* _YOUR ASSIGNMENT_
Each line below is to be copied out exactly, and none may be omitted.

··· PROVIDED RECORDS

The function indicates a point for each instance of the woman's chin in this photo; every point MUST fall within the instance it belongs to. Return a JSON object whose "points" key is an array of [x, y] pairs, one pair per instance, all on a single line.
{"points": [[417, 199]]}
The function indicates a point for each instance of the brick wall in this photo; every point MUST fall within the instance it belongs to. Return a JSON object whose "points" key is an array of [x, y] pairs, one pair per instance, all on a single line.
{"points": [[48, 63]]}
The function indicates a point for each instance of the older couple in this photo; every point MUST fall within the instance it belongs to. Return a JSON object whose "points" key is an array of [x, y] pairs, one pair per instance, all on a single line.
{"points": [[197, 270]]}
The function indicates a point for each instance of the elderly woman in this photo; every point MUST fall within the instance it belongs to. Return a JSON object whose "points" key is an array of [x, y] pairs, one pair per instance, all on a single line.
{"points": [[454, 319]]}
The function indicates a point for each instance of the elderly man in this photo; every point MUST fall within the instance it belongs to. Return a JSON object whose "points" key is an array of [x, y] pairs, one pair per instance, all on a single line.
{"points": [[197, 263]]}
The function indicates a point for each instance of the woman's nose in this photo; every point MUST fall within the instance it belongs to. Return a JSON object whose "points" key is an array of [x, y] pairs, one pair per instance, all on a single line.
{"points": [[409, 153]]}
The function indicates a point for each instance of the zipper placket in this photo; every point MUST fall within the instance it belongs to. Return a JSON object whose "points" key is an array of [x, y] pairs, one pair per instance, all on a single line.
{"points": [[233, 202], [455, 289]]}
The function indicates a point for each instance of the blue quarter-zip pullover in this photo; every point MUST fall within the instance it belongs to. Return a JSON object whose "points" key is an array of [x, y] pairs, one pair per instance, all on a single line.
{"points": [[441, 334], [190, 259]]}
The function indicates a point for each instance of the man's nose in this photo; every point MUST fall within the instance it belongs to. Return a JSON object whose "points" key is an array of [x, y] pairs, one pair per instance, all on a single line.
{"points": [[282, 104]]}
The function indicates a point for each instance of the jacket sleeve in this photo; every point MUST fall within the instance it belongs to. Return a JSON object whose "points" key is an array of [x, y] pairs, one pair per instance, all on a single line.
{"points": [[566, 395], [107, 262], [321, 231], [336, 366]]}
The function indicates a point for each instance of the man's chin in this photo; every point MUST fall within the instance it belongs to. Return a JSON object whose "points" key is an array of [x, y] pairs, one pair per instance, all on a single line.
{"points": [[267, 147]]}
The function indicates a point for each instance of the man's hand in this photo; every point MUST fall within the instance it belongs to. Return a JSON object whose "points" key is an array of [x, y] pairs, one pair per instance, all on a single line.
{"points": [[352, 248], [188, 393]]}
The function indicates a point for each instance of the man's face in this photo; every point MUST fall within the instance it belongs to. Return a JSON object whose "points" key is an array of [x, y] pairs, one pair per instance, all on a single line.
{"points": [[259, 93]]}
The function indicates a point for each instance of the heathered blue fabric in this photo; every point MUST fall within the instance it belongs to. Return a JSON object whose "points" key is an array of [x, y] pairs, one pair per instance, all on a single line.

······

* _WRITTEN SOLUTION_
The function indicates a point for each instance of the woman's chin in this photo; every point MUST fall within the instance it belongs to. Return a JSON object whose "points" key is an array of [x, y] pairs, one pair per instance, all on a single line.
{"points": [[417, 199]]}
The function indicates a point for each instance of the brick wall in this photo; every point MUST fall within the instance it belongs to. Return a JSON object whose "points" key is an array of [x, y] pairs, one pair per instance, all on a single line.
{"points": [[48, 63]]}
The function indicates a point for each instance of the older couple in this photo; every point MUST fall within the instance it belongs to. Return a JSON object whose "points" key is an array of [x, y] pairs, one pair per instance, all on a single line.
{"points": [[197, 270]]}
The function indicates a point for each instance of the elderly woman in this photo; every point MUST fall within the instance it belongs to. Return a JSON object whose "points" key is an array of [x, y] pairs, one pair per instance, all on a single line.
{"points": [[454, 319]]}
The function indicates a point for each instance of the elderly man in this photo; every point MUST fall within the instance it belongs to. Return a JSON object whose "points" key is an array of [x, y] pairs, one pair per instance, all on a single line.
{"points": [[197, 263]]}
The function indicates a point for each instance of the woman's nose in this photo; every point MUST fall within the instance it belongs to. Return a JSON object whose "points" key is an array of [x, y] pairs, one pair per instance, all on a single line.
{"points": [[409, 153]]}
The function indicates a point for each instance of the zipper placket in this photo; every point MUST fall within the instance it belongs to. Return a JSON object whose "points" key is an array of [x, y] pairs, one pair per instance, all on a single line.
{"points": [[233, 202], [455, 289]]}
The function indicates a point for each instance of the blue quarter-zip pullover in this photo; every point MUST fall within the instance it belongs to. Return a JSON object whose "points" key is an array of [x, y] pairs, one pair per instance, all on a single line.
{"points": [[441, 334], [190, 259]]}
The function indicates a point for each instance of the man's nose in this photo; every point MUST fall within the instance it belongs to. Return a JSON object whose "points" key is an array of [x, y] pairs, one pair per instance, all on a single line.
{"points": [[282, 104]]}
The function indicates a point for each instance of the jacket sleeve in this photo; every point MUST fall within the instance it belongs to. Return a JSON object whose "points" key is an array of [x, y] pairs, one pair per instance, all on a single line.
{"points": [[566, 395], [107, 262], [321, 231], [336, 366]]}
The function indicates a point for each instance of the man's chin in this photo; every point MUST fall within the instance it belongs to. Return a JSON object whose "points" key is an array of [x, y] pairs, one pair per instance, all on a single line.
{"points": [[267, 147]]}
The function indicates a point for each instance of the man's hand in this photo; every point MUST fall within the instance it belongs to. Return a JSON object whose "points" key is an array of [x, y] pairs, one pair per instance, all on a single line.
{"points": [[352, 248], [188, 393]]}
The function indicates a point for each instance of the man's face in this photo; every point MUST fall within the instance it belongs to. Return a JSON object whose "points" key is an array of [x, y] pairs, one pair per instance, all on a single line.
{"points": [[259, 93]]}
The function indicates a point for each instance of the heathered blue fabric in this photo; every point MUST fall within the instance it belongs to. Return a JSON object whose "points" key is an array of [x, y] pairs, one pair per instance, all on a single line.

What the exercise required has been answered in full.